▸ Given problem: Can you output the Starrett caliper thread verbatim, from "Good info, I've" to "Uglydog (Jul 17, 2016)", including both?

▸ Document section:
# Value Of Early Starrett Vernier Caliper?



## Wreck™Wreck (Jul 16, 2016)

I have something interesting that I wish to sell yet have no idea what it is worth, I suspect that old tool collectors such a yourselves may have some ideas.

I have been a working machinist for the last 25 years and have never used this tool and do not ever see using it in the future.

5" Starrett vernier caliper from the 40's/50's by Starrett with  A. Worrall engraved on it along with L.S. Starrett Co., I suspect that this was some sort of employee award or gift.
Original wood box lined with velvet, pristine condition aside from the fact that my Grandfather engraved his name on everything that he owned.

I also have no idea what or whom A. Worrall was or is, someone here may know the answer. It is extremely well made as are all Starrett tools yet so small that the scale is unreadable without Superman's eyes, this may be a result of my vision failing this late in the game (-:


----------



## Hidyn (Jul 17, 2016)

Good info, I've been looking into buying one, buying used would save me a lot of money, especially if it's also buying better!


----------



## Uglydog (Jul 17, 2016)

The "A Worrrell" engraving is well done!
Is it stamped? Or perhaps it was done on an actual letter engraver/
Daryl 
MN


----------



## GLCarlson (Jul 19, 2016)

Leaving aside the crazies, prices on e-bay are around 30-40 bucks. Or higher to much higher,  but that depends on finding a buyer dazzled by claims of rarity, Starrett, and such.

For day to day use, my 122 sits in its box. A Fowler with lcd readout is what's on the bench. Much easier to use.


----------



## 4GSR (Jul 21, 2016)

Wreck,

If you want to sell this item, please place an ad in the classified section of the forum.

"Just a reminder, premium subscribers ($20 year) can now post in the forum for free.
All of the free ads you want for the whole year.
The classifieds are only 2% of the value.
No one is being "held up". Nels"

Thread is now locked. Ken


----------

▸ Provided information:
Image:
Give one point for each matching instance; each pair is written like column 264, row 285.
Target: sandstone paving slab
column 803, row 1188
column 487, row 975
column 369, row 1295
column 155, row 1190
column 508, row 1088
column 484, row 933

▸ Right answer:
Good info, I've been looking into buying one, buying used would save me a lot of money, especially if it's also buying better!


----------



## Uglydog (Jul 17, 2016)